[Source text]
▽

Not for the first time I find myself wondering what the heck we are playing at in Britain. When it comes to medicine we have the finest Health Service in the world but we insist on both under-manning it and training few young British doctors. To become a doctor, our own ambitious young people often have to achieve unrealistic A-level grades and even with four A stars we hear that some are rejected and have to go abroad. (I don’t know on what grounds such students ARE rejected, but I do suspect a quota system combined with some degree of nepotism.)

As regards the hours junior doctors are expected to serve, there used to be a theory that extended hours were actually necessary to provide adequate training and experience. This was a dangerous practice and recent limits were intended to prevent tired young doctors making mistakes that could cost lives. If it really takes that many hours to train a doctor, surely their salaries as qualified juniors should reflect it? To be honest, I think the whole training thing was an excuse. It was a tradition that the juniors did most of the donkey work in hospitals, but I digress.

△

[Excerpted data]
▽

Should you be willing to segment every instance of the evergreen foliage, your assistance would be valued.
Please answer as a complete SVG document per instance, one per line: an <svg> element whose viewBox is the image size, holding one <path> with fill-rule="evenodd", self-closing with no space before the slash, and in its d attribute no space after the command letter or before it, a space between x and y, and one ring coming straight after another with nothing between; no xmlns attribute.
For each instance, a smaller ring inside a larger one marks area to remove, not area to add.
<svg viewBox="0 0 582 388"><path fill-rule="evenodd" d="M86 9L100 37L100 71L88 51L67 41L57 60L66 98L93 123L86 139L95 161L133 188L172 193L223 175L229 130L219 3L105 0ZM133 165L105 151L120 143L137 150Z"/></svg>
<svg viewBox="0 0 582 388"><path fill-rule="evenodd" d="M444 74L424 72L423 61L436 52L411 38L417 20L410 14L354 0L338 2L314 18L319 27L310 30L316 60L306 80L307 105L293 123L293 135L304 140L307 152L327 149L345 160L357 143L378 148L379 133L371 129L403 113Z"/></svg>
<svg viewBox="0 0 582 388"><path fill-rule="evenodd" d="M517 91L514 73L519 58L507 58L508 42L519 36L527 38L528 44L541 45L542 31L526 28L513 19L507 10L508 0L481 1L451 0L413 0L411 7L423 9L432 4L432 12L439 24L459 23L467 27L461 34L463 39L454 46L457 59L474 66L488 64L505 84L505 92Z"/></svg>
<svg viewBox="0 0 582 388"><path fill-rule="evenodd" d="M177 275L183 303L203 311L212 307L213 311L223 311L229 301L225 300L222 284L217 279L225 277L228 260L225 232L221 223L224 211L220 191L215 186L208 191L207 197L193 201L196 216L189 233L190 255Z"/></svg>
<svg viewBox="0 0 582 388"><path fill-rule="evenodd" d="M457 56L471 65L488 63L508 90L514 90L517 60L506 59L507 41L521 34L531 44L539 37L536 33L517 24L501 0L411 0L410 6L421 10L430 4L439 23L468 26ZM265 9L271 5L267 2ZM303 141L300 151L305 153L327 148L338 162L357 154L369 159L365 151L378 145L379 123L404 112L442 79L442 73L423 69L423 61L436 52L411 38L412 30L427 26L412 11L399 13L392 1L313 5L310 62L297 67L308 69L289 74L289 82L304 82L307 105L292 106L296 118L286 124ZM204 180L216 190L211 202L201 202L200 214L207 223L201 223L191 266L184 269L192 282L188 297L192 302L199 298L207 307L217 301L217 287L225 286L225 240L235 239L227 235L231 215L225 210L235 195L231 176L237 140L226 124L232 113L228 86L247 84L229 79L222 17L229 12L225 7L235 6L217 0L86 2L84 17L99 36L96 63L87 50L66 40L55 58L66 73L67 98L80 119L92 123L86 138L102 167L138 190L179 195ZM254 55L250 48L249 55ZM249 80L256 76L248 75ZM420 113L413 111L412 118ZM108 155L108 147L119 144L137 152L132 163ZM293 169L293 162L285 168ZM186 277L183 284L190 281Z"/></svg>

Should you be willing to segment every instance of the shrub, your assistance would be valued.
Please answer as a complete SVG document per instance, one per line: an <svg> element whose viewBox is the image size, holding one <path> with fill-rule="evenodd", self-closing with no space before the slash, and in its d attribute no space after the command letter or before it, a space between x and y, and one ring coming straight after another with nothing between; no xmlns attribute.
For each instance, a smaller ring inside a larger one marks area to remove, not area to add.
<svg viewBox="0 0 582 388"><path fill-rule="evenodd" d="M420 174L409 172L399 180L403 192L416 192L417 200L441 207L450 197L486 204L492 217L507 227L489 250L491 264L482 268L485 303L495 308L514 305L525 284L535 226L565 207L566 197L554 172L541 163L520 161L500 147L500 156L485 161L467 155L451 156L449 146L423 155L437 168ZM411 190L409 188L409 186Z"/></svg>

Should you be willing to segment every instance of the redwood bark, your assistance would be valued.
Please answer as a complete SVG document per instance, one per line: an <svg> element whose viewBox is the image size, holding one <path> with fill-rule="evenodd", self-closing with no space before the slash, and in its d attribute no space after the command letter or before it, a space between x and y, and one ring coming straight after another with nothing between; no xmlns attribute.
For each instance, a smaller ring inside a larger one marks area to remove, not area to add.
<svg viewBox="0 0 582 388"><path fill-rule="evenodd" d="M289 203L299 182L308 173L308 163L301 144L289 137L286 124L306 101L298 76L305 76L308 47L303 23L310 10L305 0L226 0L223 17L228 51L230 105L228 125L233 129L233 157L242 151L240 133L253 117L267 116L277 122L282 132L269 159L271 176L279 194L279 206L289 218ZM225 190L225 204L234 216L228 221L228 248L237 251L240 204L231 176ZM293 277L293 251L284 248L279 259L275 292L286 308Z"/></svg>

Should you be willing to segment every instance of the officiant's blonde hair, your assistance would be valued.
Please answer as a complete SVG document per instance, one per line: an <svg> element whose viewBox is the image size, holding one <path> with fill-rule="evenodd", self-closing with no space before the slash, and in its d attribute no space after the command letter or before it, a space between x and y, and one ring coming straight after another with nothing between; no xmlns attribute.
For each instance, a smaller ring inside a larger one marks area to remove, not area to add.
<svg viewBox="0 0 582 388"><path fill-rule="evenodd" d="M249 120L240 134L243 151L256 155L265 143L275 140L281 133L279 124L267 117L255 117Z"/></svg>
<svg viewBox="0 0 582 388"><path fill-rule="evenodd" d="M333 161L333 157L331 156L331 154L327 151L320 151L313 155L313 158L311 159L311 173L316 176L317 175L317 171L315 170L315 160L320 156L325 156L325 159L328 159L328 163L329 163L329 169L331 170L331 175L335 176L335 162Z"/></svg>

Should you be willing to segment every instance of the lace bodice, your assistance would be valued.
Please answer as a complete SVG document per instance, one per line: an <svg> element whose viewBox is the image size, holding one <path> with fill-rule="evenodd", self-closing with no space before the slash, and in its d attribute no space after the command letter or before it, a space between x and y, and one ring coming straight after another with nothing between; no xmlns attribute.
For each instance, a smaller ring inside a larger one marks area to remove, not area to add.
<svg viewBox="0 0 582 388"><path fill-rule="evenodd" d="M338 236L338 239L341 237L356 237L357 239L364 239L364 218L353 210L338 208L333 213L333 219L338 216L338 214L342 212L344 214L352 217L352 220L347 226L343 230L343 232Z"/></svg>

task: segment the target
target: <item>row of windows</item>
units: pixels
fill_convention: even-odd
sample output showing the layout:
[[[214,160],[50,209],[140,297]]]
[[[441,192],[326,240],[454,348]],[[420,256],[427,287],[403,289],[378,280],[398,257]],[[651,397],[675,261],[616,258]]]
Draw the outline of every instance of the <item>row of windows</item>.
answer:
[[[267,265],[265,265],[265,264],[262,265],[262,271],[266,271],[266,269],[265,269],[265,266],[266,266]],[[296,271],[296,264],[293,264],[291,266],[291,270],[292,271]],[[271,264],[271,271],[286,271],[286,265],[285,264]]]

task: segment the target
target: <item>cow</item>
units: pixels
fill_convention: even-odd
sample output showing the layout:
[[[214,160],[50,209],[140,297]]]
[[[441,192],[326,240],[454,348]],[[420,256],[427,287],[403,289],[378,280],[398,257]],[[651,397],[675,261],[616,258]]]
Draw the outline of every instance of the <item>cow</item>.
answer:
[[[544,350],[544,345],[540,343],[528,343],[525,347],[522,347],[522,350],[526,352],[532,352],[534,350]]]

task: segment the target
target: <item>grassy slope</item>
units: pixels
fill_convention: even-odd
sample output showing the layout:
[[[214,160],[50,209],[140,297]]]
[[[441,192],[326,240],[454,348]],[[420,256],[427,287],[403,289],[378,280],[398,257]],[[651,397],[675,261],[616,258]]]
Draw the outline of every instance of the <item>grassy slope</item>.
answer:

△

[Activity A]
Quote the passage about training British doctors from "Not for the" to "degree of nepotism.)".
[Activity B]
Write what comes next in the passage about training British doctors, starting after its last sentence.

[Your response A]
Not for the first time I find myself wondering what the heck we are playing at in Britain. When it comes to medicine we have the finest Health Service in the world but we insist on both under-manning it and training few young British doctors. To become a doctor, our own ambitious young people often have to achieve unrealistic A-level grades and even with four A stars we hear that some are rejected and have to go abroad. (I don’t know on what grounds such students ARE rejected, but I do suspect a quota system combined with some degree of nepotism.)

[Your response B]
If the issue is that a service is required 24/7 that has no weaknesses in provision we need more DOCTORS, not more hours, and there is actually a realistic way to provide them. To me, as a mere musician and writer, this has a simple remedy. The government should do as follows:

1. Open more medical schools.
2. Create more individual study opportunities (places in medical training.
3. Prioritise entry to medical school for British nationals.
4. Provide opportunities for competent nurses to become doctors by allowing them to study and train on the job.
5. Make it a rule that anyone trained in Britain as a doctor must practise here for at least ten years, whatever their country of origin.

I think they would find there was less need to bully tired juniors into doing thirty six hour shifts and the weekend and graveyard shifts would be better manned.